| EXERCISE DESCRIPTION |
Please copy each line of the listing that includes the string "parked".
--- MATERIALS PROVIDED Enclosed Below ---
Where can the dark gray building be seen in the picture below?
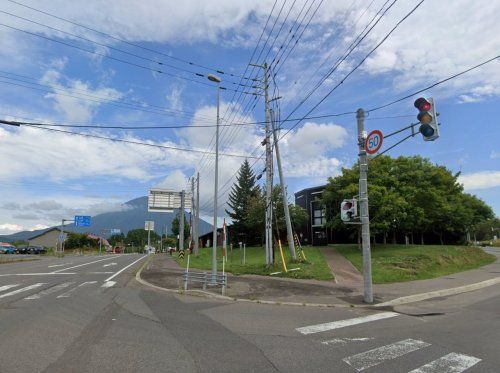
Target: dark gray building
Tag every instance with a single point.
(314, 232)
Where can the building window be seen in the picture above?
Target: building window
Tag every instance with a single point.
(319, 214)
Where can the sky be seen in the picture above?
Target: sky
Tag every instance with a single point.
(145, 63)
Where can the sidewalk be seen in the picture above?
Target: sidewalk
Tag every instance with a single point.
(164, 272)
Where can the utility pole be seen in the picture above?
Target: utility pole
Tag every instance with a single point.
(197, 218)
(181, 223)
(363, 201)
(193, 214)
(289, 232)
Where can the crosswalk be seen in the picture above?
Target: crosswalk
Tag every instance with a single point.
(452, 362)
(41, 289)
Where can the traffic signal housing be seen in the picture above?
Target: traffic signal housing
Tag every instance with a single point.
(348, 210)
(427, 117)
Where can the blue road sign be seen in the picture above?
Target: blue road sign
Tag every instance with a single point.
(82, 221)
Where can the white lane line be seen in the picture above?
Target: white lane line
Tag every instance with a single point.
(343, 323)
(38, 274)
(81, 265)
(344, 341)
(69, 292)
(7, 287)
(124, 268)
(451, 363)
(48, 291)
(27, 288)
(108, 284)
(378, 355)
(100, 273)
(59, 265)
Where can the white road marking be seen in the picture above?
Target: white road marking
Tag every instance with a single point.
(69, 292)
(100, 273)
(27, 288)
(59, 265)
(7, 287)
(81, 265)
(38, 274)
(108, 284)
(343, 323)
(124, 268)
(49, 291)
(376, 356)
(451, 363)
(344, 341)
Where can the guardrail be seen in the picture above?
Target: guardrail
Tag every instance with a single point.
(205, 279)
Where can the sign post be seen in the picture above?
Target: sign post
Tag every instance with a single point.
(374, 141)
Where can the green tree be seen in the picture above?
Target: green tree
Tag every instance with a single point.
(256, 212)
(175, 227)
(238, 201)
(408, 196)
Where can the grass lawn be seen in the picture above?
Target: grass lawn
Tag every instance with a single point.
(396, 263)
(315, 268)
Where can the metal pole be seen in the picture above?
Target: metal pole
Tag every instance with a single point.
(289, 232)
(181, 223)
(197, 218)
(216, 190)
(363, 201)
(269, 176)
(149, 235)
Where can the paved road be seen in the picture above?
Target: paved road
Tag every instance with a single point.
(67, 321)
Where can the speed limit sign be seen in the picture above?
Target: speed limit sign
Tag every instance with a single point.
(374, 141)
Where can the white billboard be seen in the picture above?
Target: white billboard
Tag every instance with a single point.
(164, 200)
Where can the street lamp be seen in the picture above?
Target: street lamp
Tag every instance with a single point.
(215, 79)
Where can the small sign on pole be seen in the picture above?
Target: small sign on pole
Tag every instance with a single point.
(82, 221)
(374, 141)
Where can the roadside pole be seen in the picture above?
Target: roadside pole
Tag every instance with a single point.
(197, 218)
(181, 223)
(289, 233)
(364, 215)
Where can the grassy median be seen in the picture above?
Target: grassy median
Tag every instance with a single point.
(314, 268)
(396, 263)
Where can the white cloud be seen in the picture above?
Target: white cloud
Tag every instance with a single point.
(76, 110)
(480, 180)
(10, 228)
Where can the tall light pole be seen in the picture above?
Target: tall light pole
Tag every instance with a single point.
(217, 80)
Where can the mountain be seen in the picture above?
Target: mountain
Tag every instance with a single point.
(132, 216)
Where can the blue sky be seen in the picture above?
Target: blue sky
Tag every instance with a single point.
(48, 175)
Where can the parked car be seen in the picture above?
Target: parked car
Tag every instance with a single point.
(22, 249)
(4, 249)
(36, 250)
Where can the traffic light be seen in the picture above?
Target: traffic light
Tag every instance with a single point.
(348, 210)
(427, 117)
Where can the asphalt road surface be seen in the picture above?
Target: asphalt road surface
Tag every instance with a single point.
(88, 314)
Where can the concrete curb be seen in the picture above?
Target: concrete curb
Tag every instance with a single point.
(439, 293)
(395, 302)
(206, 294)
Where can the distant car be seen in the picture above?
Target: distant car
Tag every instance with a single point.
(36, 250)
(23, 249)
(4, 249)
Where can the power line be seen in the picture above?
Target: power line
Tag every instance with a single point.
(359, 64)
(137, 65)
(435, 84)
(98, 99)
(127, 42)
(33, 123)
(17, 124)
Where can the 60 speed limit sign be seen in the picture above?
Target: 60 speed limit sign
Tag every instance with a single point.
(374, 141)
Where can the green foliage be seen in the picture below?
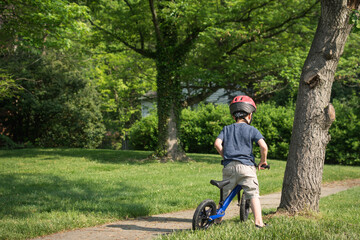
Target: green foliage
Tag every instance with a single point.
(144, 133)
(344, 147)
(121, 80)
(39, 23)
(7, 143)
(8, 86)
(354, 19)
(201, 126)
(57, 107)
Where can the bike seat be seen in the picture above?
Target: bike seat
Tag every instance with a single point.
(220, 184)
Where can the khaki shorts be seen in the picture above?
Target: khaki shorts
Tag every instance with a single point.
(240, 174)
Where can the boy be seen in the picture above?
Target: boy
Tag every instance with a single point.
(234, 144)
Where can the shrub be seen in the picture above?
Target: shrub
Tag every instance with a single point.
(201, 126)
(143, 134)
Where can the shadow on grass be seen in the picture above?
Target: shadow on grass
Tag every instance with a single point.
(99, 155)
(23, 195)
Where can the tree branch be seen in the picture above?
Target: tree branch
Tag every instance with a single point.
(279, 26)
(140, 33)
(155, 22)
(143, 52)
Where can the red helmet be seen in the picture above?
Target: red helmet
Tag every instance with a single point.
(242, 103)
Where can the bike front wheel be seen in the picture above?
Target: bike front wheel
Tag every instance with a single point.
(202, 213)
(244, 208)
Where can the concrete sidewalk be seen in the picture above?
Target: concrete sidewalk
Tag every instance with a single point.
(151, 227)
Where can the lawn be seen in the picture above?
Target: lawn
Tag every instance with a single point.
(338, 219)
(43, 191)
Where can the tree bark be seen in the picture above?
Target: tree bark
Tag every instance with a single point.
(314, 114)
(169, 94)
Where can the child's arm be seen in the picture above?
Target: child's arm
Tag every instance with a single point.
(263, 151)
(219, 147)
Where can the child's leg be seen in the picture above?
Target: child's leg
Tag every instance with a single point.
(256, 209)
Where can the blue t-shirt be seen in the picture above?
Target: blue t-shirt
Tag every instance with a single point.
(238, 141)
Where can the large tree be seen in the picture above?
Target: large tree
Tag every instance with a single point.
(167, 32)
(314, 113)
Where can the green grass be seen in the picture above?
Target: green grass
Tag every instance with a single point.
(338, 219)
(43, 191)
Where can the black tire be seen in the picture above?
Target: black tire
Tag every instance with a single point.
(202, 213)
(244, 208)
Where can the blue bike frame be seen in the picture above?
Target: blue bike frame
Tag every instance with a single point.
(221, 211)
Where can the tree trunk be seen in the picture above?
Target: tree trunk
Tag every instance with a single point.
(169, 94)
(314, 114)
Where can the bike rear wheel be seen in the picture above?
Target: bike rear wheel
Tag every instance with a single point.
(244, 208)
(202, 213)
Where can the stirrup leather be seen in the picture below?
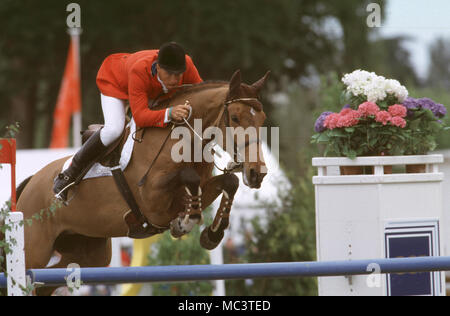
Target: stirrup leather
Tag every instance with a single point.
(193, 206)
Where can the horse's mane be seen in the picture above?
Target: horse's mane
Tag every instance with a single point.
(205, 85)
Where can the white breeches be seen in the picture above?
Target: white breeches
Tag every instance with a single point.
(114, 115)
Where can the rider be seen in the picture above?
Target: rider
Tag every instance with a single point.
(139, 78)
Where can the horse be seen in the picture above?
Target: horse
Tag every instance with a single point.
(172, 197)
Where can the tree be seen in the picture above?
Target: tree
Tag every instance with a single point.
(439, 68)
(288, 37)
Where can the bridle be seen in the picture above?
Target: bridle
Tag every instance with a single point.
(237, 161)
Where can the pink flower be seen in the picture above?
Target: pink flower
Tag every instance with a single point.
(368, 108)
(398, 121)
(383, 117)
(397, 110)
(331, 121)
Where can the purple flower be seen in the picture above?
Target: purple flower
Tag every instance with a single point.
(438, 110)
(318, 126)
(411, 103)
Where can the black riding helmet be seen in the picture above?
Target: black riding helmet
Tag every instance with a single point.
(171, 57)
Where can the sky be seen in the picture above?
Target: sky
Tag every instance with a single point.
(423, 20)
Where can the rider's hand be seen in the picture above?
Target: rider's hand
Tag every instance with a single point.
(179, 112)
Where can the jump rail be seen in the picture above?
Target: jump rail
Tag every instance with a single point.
(58, 277)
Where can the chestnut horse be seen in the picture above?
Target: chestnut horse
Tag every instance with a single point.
(172, 196)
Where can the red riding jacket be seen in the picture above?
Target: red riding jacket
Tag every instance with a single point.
(133, 77)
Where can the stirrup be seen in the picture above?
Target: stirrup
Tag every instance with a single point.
(193, 206)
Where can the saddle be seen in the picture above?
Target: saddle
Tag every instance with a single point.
(138, 225)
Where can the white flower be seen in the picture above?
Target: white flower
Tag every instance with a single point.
(375, 88)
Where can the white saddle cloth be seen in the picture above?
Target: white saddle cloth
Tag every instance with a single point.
(98, 170)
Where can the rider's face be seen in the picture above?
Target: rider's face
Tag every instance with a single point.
(170, 80)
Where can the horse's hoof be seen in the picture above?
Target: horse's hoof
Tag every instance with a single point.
(209, 239)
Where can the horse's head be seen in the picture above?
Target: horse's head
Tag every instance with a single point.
(245, 115)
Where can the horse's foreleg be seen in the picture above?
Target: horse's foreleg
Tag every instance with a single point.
(192, 214)
(228, 185)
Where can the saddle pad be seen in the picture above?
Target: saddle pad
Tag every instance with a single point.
(99, 170)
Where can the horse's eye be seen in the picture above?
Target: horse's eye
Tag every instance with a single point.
(235, 119)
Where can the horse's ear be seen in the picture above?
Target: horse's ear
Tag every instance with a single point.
(260, 83)
(235, 83)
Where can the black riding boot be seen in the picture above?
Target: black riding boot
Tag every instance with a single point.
(91, 150)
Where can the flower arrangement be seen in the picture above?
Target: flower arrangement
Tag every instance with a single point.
(379, 119)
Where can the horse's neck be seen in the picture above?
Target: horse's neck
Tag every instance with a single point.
(207, 105)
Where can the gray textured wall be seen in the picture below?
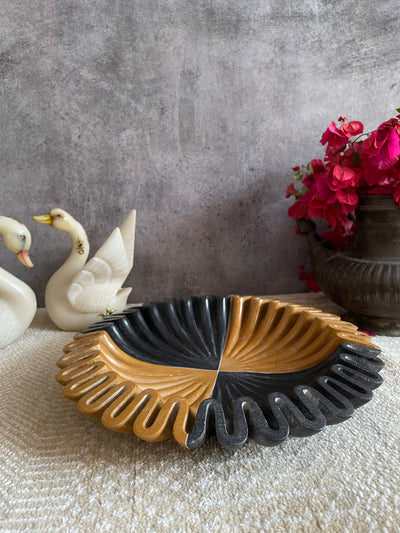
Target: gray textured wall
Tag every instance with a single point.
(191, 111)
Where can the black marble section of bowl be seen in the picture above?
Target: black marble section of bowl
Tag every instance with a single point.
(183, 333)
(307, 408)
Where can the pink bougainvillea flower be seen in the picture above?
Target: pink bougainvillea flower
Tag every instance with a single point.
(326, 193)
(352, 128)
(343, 177)
(339, 137)
(292, 191)
(334, 136)
(349, 199)
(298, 210)
(382, 147)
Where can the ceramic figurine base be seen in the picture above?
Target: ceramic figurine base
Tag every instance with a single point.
(238, 367)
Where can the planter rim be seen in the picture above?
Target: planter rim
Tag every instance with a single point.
(382, 201)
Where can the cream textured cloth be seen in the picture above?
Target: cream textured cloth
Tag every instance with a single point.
(63, 471)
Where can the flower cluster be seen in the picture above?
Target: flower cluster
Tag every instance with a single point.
(355, 163)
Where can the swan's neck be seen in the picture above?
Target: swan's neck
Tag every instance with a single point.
(79, 251)
(5, 224)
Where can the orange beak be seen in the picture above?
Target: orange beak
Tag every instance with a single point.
(25, 259)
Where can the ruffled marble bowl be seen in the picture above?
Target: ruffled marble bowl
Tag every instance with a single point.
(236, 367)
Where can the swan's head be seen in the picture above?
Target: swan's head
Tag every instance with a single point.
(17, 238)
(58, 218)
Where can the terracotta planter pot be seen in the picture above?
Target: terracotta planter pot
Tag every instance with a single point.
(364, 277)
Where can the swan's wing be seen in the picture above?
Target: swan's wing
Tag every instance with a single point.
(94, 287)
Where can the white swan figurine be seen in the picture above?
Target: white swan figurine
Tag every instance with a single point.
(79, 293)
(17, 299)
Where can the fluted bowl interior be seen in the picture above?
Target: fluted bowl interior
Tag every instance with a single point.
(238, 367)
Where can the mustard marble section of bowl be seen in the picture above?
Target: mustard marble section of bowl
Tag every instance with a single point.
(237, 366)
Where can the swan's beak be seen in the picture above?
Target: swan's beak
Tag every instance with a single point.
(23, 256)
(43, 219)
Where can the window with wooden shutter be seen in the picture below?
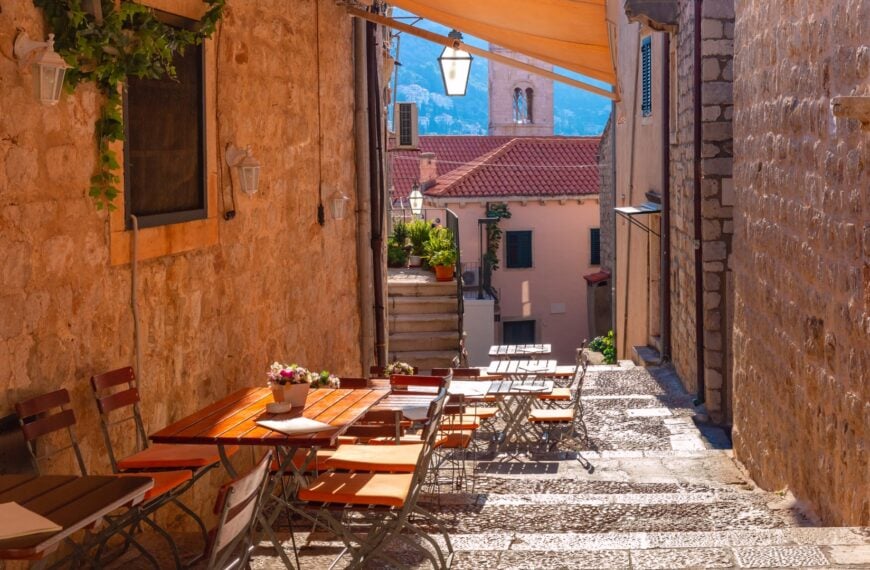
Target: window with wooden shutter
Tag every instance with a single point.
(646, 69)
(518, 249)
(595, 246)
(164, 151)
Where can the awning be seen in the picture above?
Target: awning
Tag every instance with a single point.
(573, 34)
(630, 212)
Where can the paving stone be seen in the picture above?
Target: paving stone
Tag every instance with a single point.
(779, 556)
(667, 558)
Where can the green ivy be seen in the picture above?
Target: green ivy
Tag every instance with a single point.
(130, 41)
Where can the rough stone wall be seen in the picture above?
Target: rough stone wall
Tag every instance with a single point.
(802, 254)
(606, 198)
(717, 200)
(277, 286)
(502, 81)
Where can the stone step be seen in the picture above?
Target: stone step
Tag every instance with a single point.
(424, 341)
(424, 322)
(423, 305)
(411, 289)
(425, 360)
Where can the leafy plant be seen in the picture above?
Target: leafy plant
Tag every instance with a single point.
(396, 254)
(130, 41)
(418, 233)
(605, 345)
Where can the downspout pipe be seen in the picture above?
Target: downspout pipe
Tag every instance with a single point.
(666, 201)
(365, 268)
(699, 265)
(376, 190)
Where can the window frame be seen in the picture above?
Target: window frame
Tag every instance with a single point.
(646, 108)
(531, 264)
(178, 216)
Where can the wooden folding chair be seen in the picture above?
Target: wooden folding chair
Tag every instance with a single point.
(382, 504)
(237, 504)
(118, 400)
(43, 415)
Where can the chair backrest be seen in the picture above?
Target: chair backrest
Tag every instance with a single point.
(118, 401)
(47, 414)
(457, 372)
(413, 382)
(236, 506)
(353, 383)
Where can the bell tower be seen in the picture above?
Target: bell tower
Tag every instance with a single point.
(520, 102)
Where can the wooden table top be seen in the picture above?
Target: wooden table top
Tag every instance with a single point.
(67, 500)
(501, 350)
(231, 421)
(522, 367)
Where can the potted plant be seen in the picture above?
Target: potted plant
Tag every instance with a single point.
(418, 234)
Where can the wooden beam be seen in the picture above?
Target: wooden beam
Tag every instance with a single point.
(450, 42)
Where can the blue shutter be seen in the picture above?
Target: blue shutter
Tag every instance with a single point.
(646, 89)
(595, 246)
(518, 249)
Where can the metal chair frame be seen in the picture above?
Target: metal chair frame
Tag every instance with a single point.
(386, 523)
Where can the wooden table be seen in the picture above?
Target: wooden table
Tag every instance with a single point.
(232, 421)
(69, 501)
(510, 351)
(521, 367)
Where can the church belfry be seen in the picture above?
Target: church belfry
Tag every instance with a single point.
(520, 102)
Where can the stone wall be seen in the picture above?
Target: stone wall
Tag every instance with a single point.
(607, 198)
(276, 286)
(802, 254)
(717, 199)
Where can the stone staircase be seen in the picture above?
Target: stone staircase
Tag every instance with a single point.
(423, 319)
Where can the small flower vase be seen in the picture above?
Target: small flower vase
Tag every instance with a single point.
(293, 394)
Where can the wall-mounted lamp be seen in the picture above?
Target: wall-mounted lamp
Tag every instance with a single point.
(338, 204)
(247, 167)
(416, 200)
(48, 66)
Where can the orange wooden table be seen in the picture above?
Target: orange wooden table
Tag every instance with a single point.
(232, 421)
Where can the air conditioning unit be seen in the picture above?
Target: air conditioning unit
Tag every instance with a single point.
(405, 123)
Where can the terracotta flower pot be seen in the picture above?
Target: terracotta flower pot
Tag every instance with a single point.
(293, 394)
(443, 272)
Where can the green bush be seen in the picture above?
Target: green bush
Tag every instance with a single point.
(606, 346)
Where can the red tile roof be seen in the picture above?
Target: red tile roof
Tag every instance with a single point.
(527, 166)
(482, 166)
(451, 151)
--- End of Enclosed MATERIALS PROVIDED ---
| ANSWER FOR THE TASK |
Where can the parked car be seen in the picture above?
Target: parked car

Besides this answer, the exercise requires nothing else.